**TASK DETAILS**
In the entries below, find each line with the word "come" and pull it out.

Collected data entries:

┌──

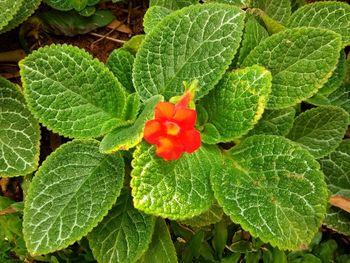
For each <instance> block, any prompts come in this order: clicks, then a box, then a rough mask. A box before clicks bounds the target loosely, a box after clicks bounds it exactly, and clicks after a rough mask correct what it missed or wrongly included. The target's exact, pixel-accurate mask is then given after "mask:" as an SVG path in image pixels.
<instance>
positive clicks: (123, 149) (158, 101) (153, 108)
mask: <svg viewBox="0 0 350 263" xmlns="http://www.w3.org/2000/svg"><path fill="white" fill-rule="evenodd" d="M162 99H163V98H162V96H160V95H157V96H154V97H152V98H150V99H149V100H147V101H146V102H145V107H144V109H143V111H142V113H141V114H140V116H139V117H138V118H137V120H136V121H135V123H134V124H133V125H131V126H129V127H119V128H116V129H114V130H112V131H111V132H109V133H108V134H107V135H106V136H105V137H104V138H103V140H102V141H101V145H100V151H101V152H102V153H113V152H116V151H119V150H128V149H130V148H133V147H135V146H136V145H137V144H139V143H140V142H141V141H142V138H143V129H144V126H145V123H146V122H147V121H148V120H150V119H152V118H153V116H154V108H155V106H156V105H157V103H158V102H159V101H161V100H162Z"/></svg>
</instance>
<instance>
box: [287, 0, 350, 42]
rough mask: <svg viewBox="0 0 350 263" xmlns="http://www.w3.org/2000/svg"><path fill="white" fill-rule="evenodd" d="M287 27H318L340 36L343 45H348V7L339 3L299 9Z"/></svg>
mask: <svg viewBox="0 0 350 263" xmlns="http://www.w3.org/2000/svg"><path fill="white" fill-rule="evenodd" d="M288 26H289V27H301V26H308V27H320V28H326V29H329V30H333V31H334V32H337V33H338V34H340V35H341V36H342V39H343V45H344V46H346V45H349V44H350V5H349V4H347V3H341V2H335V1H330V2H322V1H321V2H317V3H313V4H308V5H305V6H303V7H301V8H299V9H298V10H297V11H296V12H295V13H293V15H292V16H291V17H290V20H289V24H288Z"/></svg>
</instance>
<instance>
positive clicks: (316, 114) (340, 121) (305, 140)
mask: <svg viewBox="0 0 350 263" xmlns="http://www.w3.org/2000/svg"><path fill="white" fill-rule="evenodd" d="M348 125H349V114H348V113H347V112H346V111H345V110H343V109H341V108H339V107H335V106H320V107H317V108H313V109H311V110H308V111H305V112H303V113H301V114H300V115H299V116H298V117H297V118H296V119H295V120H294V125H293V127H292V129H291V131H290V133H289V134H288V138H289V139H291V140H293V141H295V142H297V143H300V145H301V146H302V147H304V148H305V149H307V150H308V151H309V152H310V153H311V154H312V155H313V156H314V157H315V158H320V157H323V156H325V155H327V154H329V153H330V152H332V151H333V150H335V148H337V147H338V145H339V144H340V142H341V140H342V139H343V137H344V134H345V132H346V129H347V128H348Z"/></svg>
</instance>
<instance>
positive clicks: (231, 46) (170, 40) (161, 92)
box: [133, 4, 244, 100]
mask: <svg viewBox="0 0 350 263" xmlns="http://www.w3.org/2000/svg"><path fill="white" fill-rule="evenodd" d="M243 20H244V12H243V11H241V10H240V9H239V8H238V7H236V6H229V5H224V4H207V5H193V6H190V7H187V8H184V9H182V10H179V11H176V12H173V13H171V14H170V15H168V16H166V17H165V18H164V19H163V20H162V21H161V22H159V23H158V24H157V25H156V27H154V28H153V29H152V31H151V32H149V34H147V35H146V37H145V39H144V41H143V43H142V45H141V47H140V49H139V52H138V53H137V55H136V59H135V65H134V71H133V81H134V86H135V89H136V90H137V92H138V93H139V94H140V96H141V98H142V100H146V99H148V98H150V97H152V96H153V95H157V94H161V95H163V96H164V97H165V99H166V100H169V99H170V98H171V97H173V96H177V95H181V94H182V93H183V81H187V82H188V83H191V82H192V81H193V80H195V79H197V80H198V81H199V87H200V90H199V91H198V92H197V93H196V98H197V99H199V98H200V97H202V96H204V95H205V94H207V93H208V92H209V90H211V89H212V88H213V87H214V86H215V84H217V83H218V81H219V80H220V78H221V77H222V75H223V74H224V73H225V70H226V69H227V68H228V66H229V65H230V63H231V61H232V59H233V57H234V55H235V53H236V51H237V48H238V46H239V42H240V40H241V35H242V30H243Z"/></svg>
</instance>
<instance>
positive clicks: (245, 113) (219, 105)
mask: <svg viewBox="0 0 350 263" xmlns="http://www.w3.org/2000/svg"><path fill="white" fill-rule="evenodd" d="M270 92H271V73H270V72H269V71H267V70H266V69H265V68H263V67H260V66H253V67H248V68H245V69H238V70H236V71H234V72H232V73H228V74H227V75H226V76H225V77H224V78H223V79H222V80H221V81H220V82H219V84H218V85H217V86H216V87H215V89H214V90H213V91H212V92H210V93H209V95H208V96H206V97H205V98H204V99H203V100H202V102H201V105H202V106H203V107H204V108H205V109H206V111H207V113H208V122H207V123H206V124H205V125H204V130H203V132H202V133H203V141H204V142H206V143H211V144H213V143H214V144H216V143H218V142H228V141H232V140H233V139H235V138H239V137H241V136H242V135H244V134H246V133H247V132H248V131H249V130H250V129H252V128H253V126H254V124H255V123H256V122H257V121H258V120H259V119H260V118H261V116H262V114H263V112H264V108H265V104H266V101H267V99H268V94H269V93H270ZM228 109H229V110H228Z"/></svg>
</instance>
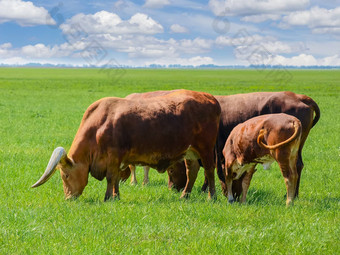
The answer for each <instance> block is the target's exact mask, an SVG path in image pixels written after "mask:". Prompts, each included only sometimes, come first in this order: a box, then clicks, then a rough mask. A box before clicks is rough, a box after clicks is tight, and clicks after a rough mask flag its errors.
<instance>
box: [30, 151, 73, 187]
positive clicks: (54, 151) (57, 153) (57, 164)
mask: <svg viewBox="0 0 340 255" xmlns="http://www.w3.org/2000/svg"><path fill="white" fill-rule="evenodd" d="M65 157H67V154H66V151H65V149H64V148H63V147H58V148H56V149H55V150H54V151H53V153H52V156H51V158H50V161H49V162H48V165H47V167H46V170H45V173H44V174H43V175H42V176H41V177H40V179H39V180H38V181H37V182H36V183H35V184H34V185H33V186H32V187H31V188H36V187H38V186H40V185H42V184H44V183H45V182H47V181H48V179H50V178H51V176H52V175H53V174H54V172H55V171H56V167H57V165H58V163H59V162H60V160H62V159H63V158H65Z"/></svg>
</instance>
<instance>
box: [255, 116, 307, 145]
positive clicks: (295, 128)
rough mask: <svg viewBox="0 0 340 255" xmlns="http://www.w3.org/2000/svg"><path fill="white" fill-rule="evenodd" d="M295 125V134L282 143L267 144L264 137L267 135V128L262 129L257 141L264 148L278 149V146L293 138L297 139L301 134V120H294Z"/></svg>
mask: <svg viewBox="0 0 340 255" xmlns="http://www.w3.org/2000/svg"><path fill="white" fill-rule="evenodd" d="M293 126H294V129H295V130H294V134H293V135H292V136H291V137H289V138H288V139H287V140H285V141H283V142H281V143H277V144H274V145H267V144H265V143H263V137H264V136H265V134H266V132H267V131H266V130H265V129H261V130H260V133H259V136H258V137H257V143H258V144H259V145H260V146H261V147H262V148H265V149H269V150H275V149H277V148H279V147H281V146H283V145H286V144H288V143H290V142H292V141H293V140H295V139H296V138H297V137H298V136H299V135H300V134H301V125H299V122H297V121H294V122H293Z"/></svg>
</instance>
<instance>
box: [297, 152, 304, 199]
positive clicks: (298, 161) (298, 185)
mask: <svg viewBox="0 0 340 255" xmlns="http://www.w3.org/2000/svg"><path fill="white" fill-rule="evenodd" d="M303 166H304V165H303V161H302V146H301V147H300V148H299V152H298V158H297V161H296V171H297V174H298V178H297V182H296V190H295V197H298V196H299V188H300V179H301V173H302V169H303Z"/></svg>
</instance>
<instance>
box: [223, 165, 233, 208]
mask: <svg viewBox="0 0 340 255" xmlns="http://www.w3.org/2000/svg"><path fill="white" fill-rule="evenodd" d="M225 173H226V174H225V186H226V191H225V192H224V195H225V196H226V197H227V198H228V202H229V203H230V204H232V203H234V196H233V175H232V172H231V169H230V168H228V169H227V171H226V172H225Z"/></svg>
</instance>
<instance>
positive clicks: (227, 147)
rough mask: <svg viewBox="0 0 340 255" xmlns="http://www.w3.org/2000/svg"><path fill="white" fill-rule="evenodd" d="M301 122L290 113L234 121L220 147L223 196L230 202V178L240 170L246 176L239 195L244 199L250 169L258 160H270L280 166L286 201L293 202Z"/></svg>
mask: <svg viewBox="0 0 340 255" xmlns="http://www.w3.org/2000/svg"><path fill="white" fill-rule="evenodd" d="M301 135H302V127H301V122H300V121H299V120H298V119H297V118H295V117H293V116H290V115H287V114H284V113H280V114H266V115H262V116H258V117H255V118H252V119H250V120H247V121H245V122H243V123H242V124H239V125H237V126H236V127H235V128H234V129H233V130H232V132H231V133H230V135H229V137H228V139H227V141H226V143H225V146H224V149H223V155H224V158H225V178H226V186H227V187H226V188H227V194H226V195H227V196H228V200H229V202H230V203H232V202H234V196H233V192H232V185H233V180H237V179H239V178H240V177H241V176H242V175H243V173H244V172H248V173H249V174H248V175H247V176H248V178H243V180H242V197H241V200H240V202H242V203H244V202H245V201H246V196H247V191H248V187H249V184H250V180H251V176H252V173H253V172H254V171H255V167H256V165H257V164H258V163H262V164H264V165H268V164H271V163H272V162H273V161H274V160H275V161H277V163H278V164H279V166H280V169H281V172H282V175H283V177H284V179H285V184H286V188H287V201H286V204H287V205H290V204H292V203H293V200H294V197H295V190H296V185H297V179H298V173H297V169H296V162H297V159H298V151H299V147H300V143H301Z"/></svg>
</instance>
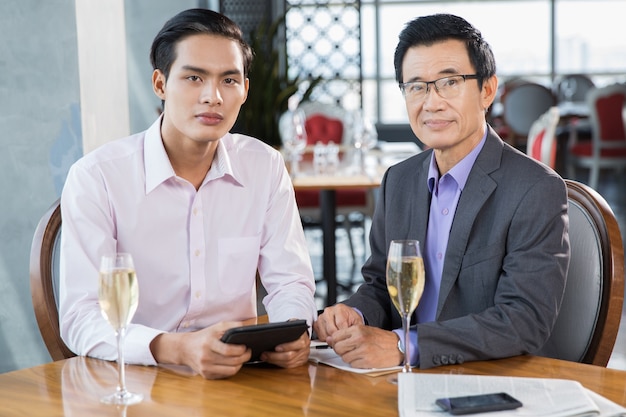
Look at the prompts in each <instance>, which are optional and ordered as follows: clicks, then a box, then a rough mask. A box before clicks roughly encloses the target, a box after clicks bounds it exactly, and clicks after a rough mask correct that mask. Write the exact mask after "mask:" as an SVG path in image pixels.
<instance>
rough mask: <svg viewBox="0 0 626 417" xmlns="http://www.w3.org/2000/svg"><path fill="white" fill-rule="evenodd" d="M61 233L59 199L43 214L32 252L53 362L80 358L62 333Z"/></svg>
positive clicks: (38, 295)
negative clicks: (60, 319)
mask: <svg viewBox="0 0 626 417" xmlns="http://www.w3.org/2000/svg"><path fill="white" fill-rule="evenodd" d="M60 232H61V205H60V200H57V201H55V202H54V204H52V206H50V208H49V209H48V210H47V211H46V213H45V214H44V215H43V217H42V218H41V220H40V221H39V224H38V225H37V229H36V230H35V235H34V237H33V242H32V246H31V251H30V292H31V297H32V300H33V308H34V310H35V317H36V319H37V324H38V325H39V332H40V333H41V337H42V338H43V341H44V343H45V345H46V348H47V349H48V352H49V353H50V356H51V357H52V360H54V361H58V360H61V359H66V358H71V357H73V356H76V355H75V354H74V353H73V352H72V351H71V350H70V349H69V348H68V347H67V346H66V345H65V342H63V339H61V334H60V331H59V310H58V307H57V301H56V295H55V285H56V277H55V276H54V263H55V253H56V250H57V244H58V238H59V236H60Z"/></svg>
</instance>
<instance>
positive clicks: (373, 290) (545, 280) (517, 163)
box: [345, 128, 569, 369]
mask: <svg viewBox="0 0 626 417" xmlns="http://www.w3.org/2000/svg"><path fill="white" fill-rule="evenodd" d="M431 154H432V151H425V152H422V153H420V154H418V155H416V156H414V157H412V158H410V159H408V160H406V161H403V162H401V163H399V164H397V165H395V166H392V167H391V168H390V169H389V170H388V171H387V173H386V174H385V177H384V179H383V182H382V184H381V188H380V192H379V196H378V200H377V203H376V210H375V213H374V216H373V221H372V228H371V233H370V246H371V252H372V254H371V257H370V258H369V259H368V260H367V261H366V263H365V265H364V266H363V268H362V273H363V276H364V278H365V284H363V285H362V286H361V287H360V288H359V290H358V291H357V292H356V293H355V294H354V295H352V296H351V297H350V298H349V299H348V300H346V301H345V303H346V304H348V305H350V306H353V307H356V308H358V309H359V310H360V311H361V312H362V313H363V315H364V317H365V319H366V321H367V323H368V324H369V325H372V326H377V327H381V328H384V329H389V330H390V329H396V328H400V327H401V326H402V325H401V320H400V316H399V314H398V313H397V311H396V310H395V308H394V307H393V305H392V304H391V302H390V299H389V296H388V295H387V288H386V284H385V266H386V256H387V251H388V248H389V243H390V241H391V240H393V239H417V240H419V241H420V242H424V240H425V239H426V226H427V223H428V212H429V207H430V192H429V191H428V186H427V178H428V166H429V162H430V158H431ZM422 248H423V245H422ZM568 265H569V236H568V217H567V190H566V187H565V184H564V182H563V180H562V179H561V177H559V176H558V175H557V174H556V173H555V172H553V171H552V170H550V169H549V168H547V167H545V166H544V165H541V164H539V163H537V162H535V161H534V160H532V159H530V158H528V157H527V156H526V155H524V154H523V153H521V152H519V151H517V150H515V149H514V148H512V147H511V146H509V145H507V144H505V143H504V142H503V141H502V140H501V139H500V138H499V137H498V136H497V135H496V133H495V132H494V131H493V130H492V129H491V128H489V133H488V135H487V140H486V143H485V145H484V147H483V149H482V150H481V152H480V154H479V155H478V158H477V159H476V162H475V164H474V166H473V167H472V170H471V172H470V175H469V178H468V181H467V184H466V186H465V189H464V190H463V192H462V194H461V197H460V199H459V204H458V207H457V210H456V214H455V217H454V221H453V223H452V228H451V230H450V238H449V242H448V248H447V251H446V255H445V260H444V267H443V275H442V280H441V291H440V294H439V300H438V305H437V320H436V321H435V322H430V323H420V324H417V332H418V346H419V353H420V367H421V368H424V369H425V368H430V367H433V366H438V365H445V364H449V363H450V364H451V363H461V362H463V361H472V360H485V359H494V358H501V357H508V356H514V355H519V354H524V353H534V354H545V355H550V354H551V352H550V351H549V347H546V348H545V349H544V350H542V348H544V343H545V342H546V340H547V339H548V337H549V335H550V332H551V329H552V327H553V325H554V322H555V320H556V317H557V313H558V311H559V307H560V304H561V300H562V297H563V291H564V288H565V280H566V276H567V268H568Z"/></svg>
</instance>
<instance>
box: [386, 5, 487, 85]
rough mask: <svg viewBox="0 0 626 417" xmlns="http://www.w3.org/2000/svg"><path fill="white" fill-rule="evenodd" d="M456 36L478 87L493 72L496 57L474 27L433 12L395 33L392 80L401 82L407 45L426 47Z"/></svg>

└──

**ANSWER TO THE EXERCISE**
For each <instance> block, any prompts come in this order: clicks, then a box, then a rough mask. A box before clicks bounds the target loosely, a box after clicks bounds it exactly, and clicks after a rough mask correct what it missed or wrongly included. The target's exact, pixel-accurate mask is then given after "mask:" as an SVG path in image pixels.
The answer for each <instance> block is the target's exact mask, an SVG path in image pixels written after "mask:". Prompts, each included only sometimes, come first in this order: a box, then clicks, then a rough mask. A box before clicks is rough, a box after clicks is tight, and clicks after a rough mask flag its errors.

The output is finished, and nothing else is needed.